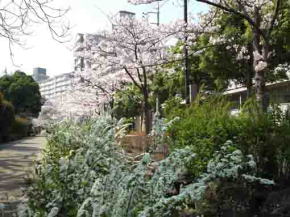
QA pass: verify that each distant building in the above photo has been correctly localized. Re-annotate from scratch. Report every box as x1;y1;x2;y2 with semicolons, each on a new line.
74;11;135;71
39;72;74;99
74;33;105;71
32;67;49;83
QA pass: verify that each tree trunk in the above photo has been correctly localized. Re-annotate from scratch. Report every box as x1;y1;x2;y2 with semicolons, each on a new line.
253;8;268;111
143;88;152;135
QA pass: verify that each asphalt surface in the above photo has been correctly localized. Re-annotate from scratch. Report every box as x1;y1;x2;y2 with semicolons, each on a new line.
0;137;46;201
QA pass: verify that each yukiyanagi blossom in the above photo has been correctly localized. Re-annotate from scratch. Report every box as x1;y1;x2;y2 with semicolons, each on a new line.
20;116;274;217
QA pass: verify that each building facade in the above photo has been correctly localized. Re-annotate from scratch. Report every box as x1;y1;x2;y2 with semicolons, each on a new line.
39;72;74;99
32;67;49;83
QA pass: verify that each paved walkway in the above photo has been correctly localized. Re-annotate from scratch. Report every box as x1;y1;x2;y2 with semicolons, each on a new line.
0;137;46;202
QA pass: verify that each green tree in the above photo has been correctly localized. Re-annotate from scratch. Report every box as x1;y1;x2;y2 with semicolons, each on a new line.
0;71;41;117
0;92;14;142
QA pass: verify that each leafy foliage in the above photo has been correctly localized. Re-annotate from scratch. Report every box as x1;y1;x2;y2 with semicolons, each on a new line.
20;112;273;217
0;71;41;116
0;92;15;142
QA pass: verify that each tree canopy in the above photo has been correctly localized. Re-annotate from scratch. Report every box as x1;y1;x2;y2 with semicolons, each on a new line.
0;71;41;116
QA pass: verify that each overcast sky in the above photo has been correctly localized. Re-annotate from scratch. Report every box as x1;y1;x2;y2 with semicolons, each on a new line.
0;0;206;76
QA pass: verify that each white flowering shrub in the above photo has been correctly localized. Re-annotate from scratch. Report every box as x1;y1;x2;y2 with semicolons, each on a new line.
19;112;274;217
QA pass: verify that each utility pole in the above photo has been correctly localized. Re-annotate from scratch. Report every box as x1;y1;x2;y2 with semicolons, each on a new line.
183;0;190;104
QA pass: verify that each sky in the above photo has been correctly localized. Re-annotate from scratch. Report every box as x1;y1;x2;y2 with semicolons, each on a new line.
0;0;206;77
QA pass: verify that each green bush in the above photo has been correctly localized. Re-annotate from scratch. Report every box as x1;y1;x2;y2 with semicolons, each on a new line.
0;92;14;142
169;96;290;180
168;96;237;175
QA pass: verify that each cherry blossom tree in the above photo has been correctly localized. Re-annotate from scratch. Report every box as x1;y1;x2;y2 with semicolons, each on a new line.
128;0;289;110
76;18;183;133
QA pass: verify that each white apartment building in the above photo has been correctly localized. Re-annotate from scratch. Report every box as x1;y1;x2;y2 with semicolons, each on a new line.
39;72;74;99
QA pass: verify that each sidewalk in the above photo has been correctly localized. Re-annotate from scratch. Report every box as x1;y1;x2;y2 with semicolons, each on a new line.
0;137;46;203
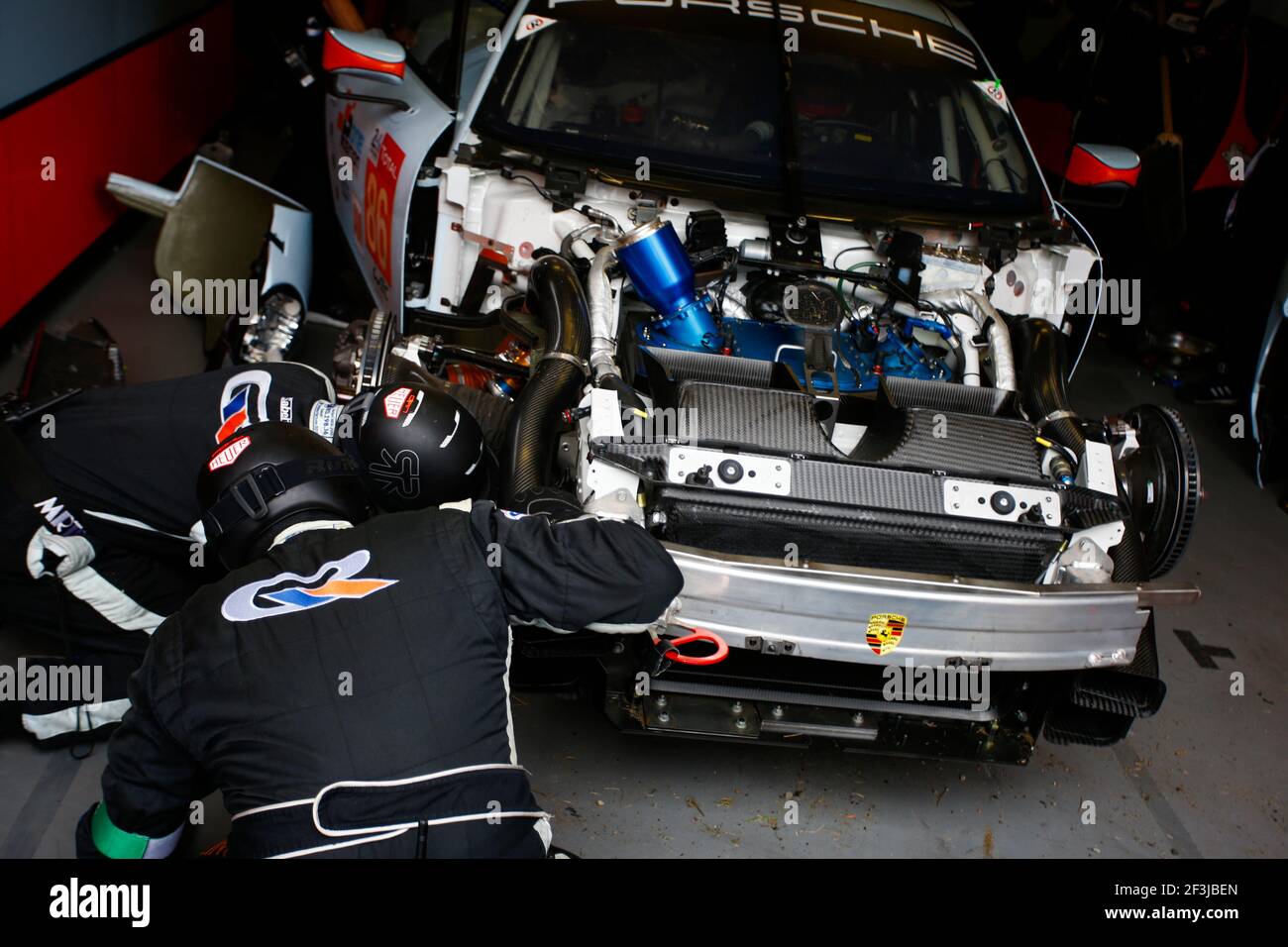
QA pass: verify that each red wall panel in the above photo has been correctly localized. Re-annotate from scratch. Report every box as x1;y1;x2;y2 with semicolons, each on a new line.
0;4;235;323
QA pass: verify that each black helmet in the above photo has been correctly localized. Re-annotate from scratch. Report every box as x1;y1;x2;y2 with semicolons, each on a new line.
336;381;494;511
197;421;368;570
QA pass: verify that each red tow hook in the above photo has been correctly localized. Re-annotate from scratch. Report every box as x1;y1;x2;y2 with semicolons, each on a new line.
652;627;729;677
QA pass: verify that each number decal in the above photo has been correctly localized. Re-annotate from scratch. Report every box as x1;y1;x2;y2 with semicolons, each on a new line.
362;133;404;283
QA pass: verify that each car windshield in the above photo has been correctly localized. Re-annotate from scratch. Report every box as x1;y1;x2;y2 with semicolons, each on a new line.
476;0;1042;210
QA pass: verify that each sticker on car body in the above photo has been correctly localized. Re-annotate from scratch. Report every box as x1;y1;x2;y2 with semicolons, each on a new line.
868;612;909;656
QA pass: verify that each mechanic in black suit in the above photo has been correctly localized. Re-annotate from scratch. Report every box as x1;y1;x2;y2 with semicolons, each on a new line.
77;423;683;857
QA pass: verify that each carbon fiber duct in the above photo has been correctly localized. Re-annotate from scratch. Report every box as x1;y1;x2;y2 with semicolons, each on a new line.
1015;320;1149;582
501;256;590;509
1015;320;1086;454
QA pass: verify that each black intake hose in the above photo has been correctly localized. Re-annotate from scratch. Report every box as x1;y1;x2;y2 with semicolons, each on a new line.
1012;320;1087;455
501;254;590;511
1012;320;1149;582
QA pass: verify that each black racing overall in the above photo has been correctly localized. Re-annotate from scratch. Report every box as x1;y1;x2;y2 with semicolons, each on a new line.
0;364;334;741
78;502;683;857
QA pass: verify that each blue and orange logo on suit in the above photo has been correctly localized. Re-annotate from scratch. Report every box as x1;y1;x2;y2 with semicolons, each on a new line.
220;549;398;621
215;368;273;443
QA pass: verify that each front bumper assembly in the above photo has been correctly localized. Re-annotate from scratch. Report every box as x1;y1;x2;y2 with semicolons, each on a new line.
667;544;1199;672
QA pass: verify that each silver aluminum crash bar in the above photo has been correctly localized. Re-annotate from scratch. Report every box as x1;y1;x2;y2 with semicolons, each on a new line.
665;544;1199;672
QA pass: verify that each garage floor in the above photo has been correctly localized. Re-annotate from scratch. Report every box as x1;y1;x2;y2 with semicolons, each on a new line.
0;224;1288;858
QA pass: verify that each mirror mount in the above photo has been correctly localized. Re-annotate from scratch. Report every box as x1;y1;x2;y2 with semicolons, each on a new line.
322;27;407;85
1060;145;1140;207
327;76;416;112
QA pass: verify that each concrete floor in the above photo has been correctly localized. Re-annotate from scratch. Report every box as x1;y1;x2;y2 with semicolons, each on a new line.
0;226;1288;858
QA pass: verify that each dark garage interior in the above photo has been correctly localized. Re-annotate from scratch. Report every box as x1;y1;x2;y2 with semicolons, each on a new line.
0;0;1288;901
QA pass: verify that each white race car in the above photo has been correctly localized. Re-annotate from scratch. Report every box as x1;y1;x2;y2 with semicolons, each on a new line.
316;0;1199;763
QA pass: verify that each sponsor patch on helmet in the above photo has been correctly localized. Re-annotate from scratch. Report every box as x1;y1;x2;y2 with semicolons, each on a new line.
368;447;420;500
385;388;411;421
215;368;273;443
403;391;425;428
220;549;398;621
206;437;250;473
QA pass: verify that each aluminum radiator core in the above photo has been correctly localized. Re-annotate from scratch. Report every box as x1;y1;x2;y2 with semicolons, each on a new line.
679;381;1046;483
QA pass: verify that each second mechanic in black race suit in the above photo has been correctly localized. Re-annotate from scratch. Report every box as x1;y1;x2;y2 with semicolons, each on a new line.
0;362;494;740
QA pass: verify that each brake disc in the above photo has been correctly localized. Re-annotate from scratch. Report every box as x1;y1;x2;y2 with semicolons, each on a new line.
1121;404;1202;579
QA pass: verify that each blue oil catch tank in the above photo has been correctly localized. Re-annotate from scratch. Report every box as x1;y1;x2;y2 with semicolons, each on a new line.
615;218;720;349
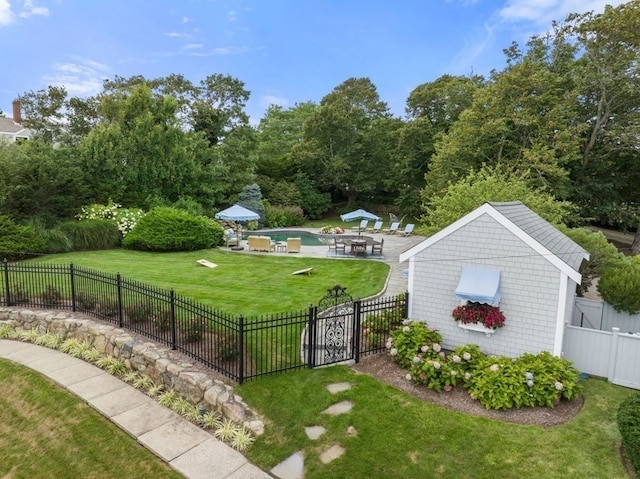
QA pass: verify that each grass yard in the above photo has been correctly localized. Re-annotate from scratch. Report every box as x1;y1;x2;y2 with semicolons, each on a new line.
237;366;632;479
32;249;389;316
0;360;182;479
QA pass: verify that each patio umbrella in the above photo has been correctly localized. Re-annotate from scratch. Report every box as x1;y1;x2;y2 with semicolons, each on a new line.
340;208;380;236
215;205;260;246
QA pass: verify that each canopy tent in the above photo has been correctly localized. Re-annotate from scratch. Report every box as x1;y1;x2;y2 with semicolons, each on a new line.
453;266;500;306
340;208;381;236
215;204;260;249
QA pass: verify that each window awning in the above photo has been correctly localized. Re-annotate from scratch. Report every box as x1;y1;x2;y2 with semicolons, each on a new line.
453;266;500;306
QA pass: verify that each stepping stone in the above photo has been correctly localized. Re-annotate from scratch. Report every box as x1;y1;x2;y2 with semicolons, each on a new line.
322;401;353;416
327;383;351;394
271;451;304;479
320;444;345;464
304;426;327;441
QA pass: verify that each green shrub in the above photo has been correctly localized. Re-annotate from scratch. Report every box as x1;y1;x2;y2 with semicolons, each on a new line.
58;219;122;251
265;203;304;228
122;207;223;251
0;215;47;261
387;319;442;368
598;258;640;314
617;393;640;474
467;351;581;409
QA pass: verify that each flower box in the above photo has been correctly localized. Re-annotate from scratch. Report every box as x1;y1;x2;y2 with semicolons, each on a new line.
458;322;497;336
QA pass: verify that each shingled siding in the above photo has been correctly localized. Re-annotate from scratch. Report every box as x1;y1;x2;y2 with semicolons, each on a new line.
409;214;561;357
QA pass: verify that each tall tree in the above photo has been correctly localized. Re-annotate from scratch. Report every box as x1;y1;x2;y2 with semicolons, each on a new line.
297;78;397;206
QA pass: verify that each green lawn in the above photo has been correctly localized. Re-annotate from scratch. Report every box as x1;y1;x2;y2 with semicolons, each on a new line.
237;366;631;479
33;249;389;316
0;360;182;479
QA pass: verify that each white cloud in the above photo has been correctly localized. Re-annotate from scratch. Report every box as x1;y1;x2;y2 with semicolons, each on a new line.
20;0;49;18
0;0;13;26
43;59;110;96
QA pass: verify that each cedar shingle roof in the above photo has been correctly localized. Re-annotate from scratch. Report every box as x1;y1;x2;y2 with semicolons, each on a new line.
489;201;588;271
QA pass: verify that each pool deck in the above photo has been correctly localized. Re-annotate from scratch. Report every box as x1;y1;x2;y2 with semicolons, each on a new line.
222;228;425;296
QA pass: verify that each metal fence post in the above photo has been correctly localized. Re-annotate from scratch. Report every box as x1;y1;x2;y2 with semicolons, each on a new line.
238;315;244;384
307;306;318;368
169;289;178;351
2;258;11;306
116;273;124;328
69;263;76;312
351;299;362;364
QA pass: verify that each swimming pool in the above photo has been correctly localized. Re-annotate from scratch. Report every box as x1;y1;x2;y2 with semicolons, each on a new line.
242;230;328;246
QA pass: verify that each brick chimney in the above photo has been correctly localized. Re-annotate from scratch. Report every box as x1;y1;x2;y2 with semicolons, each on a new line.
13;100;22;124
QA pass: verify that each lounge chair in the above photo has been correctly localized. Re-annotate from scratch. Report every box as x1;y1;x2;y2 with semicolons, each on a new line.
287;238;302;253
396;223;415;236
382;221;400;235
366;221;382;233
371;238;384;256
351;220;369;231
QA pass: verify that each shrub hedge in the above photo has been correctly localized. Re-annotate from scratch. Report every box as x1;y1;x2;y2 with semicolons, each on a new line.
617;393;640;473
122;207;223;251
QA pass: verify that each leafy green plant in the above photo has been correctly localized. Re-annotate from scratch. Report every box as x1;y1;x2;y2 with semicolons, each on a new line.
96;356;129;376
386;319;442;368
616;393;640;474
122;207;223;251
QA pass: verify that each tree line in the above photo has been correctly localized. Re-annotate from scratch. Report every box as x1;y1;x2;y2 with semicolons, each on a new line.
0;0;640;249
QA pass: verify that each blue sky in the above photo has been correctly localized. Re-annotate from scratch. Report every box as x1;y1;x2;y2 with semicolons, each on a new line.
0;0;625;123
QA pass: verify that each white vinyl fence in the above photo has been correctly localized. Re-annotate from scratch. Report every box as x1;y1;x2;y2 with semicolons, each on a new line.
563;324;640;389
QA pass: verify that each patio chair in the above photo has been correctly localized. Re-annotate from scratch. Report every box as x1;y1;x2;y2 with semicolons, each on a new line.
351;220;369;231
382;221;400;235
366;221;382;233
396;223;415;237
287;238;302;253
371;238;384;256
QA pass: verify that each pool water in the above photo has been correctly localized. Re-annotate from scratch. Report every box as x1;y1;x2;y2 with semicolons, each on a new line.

• • • •

- _TO DO_:
Rewrite the lines from the first one through the line holding "0;137;46;202", inclusive, replacing "Report every box" with "List every box" and changing nothing else. Leave the pictures out of the answer.

- _RESULT FOR THIS EXERCISE_:
QA pass: verify that each distant building in the above photo has been correctly localized. Re-annotate from scratch. List every box as x1;y1;x2;y2 with semicolons, each on a new line.
74;11;135;71
39;72;74;99
74;33;105;71
32;67;49;83
QA pass: verify that each tree trunk in the above photo has been correctly localized. Re-annotate from scratch. List every box as x1;y1;x2;y2 with semicolons, each on a new line.
253;8;268;111
143;88;152;135
QA pass: verify that each asphalt surface in the above photo has been correctly localized. Re-annotate from scratch. List every box as x1;y1;x2;y2 with semicolons, each on a new line.
0;137;46;201
QA pass: verify that each yukiyanagi blossom in the above photo has been correctly localized. Re-annotate from scratch. List every box as x1;y1;x2;y2 with semicolons, each on a new line.
20;116;274;217
QA pass: verify that each building facade in the above photo has been correctly localized. Re-annotate from scratch. List every box as x1;y1;x2;y2 with semicolons, each on a new line.
39;72;74;99
32;67;49;83
QA pass: verify that each paved walkway in the above photo has been correctly localized. Re-annotate from scratch. List every box as x1;y1;x2;y2 with semicolons, each on a new line.
0;137;46;202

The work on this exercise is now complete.